* **EXCERPTED PASSAGE**:
↓↓↓

SAP Data Intelligence, SAP Data Quality Management

Using SAP Data Quality Management, microservices for location data in SAP Data Intelligence Pipeline

I am happy to hear that many of you have signed up for SAP Data Quality Management, microservices for location data to uncover the address cleansing and geocoding capabilities on the SAP Business Technology Platform (BTP).

Today I want to show how you can leverage these microservices for location data in the SAP Data Intelligence. The first thing, you may have noticed a little naming differences of the service. On the SAP BTP Cockpit, the microservices for location data is available as Data Quality Services. In SAP Data Intelligence, you can find the microservices for location data as DQMm operators in the Modeler application. We have DQMm Address Cleanse operator and DQMm Reverse Geo operator, and they are used in conjunction with DQMm Client operator which is a specialization of OpenAPI Client operator. These operators are available on SAP Data Intelligence Cloud as well as SAP Data Intelligence on premise.

DQMm Operators Overview

When you log in to the SAP Data Intelligence, go to the Modeler application. You can browse some graphs using the DQMm operators in the Graphs tab, and the DQMm operators in the Operators tab. They are currently available as Generation 1 operators.

Let’s open the configuration of the DQMm Address Cleanse operator. You can adjust the settings according to your preference.

Now open the DQMm Client configuration. You will need to set the connection properties with the OAuth authorization credentials.

  • Host: [url]:443
  • oauth2TokenUrl: [url]/oauth/token?grant_type=client_credentials
  • oauth2ClientId: [clientid]
  • oauth2ClientSecret: [clientsecret]

To find these values for you, you can go to the SAP BTP Cockpit where you subscribed to the Data Quality Services. Click the Service Key you created to see the credentials to find those property values.

Now you have configured the DQMm operators, let’s run the graph. You can also see the status if the graph has completed successfully.

↑↑↑

* **WRITTEN TASKS**:
A. Write out the passage of the location data microservices guide that begins at the words "Let’s open the" and stops after the words "those property values.".
B. Extend the location data microservices guide by writing what follows its final sentence.

* **DATA SHOWN**:
↓↓↓

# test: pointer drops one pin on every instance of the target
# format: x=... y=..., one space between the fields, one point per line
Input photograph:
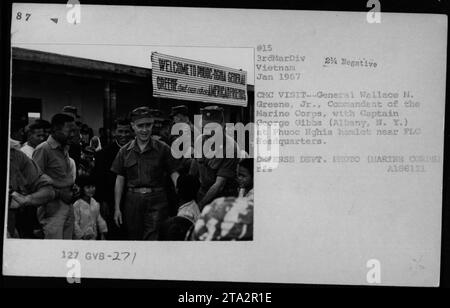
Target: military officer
x=141 y=167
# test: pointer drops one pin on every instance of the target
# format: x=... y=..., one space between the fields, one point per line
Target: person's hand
x=18 y=200
x=118 y=218
x=14 y=205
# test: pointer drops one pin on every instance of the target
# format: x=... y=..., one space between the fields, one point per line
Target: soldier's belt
x=145 y=190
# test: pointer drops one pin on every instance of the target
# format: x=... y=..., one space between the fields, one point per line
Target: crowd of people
x=67 y=183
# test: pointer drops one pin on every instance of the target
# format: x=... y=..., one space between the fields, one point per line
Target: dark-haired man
x=52 y=157
x=35 y=136
x=106 y=179
x=141 y=167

↑↑↑

* **EXERCISE ANSWERS**:
A.
Let’s open the configuration of the DQMm Address Cleanse operator. You can adjust the settings according to your preference.

Now open the DQMm Client configuration. You will need to set the connection properties with the OAuth authorization credentials.

  • Host: [url]:443
  • oauth2TokenUrl: [url]/oauth/token?grant_type=client_credentials
  • oauth2ClientId: [clientid]
  • oauth2ClientSecret: [clientsecret]

To find these values for you, you can go to the SAP BTP Cockpit where you subscribed to the Data Quality Services. Click the Service Key you created to see the credentials to find those property values.

B.
At the time of writing this article, the graph template is still using the deprecated Write File operator. You might as well replace it with the latest Write File operator. Just delete the old File Writer operator (com.sap.storage.write) and add a new File Writer operator (com.sap.file.write). When you connect from the DQMm Client operator to the Write File operator, you will see the ToFile converter which converts the message to string. Select the first option.

Set the Path to the file path you want the output file to be, and change the Mode to Append to capture all the records.

Examine the DQMm output

Let’s go to the System Management to look at the generated output.

If you look at the data, you can see the attributes and body of the message are concatenated together, which is forming an invalid JSON structure.

Format the DQMm output

To convert the output of DQMm Client operator to the valid JSON format, let’s use the Format Converter operator. To do that, we need a few operators to prepare the data first. Let’s add a JavaScripts operator with two ports: input and output of the message type. Now you can add some JavaScripts code to create a message body with the data you want to output. You can use the code snippets below and adjust it as you needed.

$.setPortCallback("input", onInput);

// Convert a byte array into a string.
function bin2String(array) {
  var result = "";
  for (var i = 0; i < array.length; i++) {
    result += String.fromCharCode(array[i]);
  }
  return result;
}


// Input data handler.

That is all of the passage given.